## What you will do
Reproduce these lines exactly, from the line with "TARGET = photographer" to the end of the lines.

## Record extracts

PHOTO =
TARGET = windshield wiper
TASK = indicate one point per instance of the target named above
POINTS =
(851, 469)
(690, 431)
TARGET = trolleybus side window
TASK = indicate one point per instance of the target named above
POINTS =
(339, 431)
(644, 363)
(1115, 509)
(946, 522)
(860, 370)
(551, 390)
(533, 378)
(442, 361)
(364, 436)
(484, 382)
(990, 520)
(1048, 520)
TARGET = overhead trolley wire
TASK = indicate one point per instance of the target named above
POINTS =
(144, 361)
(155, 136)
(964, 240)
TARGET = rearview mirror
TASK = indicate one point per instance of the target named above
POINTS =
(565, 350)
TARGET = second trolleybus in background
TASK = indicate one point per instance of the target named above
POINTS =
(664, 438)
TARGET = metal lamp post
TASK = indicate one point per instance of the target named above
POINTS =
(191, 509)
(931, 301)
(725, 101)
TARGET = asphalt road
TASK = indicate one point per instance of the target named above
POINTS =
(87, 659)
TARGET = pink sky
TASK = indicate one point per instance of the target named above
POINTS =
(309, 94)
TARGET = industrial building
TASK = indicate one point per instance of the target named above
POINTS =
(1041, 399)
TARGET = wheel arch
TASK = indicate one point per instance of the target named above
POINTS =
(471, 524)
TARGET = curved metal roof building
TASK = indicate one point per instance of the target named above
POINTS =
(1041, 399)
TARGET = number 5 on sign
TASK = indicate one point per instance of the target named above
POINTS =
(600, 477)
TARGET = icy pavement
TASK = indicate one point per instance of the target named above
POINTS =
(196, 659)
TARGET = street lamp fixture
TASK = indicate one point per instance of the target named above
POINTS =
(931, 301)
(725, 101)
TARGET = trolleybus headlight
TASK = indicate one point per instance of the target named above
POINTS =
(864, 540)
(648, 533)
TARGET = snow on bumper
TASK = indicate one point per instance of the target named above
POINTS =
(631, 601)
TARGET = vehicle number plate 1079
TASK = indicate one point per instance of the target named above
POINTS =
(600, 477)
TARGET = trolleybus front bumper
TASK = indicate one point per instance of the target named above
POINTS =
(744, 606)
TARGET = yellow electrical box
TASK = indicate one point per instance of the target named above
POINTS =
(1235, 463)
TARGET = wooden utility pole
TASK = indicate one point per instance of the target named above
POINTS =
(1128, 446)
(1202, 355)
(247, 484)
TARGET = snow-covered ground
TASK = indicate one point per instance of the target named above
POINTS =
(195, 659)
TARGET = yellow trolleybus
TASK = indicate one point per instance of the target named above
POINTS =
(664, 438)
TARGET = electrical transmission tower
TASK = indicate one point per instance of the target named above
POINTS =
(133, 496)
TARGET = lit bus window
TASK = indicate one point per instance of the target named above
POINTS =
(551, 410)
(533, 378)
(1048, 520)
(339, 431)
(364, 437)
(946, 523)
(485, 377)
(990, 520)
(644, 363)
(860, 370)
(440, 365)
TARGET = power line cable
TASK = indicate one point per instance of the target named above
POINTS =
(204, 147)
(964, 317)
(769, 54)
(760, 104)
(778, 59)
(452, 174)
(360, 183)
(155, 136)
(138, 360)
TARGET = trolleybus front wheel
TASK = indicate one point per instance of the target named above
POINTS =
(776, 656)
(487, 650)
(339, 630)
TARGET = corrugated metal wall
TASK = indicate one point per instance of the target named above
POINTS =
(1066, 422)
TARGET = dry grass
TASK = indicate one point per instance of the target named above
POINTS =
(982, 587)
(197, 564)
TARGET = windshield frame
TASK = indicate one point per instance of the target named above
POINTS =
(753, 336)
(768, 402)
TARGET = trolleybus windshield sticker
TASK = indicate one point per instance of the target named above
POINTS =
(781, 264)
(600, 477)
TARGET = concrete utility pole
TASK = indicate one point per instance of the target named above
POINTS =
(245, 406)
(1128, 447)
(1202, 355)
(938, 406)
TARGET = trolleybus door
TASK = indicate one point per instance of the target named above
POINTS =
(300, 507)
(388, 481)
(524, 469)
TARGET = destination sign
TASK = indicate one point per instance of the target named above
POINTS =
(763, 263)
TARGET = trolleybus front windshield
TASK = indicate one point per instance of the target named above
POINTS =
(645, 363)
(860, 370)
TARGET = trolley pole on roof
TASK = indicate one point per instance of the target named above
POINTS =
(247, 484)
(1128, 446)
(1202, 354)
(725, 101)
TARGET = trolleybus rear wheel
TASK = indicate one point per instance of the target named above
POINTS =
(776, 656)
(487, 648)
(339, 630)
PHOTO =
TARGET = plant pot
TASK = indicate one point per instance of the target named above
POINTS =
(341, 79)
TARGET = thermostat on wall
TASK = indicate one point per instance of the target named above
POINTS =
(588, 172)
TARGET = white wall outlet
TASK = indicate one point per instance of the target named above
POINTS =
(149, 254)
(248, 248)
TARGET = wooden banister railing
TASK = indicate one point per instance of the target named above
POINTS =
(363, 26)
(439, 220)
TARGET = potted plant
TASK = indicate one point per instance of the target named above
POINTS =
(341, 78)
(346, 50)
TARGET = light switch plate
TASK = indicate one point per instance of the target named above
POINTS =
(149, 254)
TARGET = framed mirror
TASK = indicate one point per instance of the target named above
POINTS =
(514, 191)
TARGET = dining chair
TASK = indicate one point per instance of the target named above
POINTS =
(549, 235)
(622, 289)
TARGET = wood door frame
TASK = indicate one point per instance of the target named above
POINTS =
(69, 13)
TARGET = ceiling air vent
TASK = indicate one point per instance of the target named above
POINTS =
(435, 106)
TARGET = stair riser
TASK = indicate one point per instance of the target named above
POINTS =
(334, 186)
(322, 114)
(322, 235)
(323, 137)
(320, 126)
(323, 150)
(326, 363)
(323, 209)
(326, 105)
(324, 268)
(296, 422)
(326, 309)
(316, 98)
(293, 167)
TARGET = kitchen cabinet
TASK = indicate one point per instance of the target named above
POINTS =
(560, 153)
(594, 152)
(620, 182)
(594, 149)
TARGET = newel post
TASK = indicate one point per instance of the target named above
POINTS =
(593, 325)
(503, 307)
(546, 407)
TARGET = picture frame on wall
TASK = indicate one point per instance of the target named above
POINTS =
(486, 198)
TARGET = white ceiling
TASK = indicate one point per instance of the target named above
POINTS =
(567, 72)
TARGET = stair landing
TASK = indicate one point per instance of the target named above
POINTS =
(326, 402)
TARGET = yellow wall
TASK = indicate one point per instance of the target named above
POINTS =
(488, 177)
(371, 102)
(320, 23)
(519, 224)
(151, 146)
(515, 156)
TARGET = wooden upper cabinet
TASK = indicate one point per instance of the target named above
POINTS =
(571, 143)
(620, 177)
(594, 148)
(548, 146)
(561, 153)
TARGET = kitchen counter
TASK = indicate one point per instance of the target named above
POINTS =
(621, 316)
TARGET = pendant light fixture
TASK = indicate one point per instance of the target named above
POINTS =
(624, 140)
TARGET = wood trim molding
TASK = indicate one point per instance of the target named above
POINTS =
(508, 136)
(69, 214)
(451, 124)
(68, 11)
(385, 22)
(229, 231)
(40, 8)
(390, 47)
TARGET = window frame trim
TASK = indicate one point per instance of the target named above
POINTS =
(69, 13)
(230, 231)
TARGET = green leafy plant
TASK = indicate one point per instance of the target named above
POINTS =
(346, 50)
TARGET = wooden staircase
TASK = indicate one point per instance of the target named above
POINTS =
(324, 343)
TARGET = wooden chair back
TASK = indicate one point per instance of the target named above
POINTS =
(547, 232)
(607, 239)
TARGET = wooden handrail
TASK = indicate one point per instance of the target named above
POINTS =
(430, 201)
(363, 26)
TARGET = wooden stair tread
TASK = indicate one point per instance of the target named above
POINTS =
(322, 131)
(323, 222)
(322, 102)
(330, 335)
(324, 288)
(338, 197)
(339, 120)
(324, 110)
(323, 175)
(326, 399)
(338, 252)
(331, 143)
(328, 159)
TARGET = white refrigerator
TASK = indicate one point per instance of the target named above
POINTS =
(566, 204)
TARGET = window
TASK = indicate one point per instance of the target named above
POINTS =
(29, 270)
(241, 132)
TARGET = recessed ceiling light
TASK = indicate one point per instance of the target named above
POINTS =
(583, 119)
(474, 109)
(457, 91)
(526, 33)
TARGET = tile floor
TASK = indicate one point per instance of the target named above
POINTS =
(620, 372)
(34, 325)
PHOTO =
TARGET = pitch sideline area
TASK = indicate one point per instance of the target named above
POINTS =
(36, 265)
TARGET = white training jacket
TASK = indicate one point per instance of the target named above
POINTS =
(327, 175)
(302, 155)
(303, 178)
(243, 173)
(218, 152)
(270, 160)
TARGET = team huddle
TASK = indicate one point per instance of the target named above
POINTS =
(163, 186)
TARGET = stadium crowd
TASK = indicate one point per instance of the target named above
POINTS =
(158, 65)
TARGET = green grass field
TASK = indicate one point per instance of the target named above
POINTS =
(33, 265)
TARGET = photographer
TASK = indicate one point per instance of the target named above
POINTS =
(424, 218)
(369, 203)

## Answer
TARGET = photographer
TASK = indicate one point per instance of the target named above
POINTS =
(424, 218)
(369, 203)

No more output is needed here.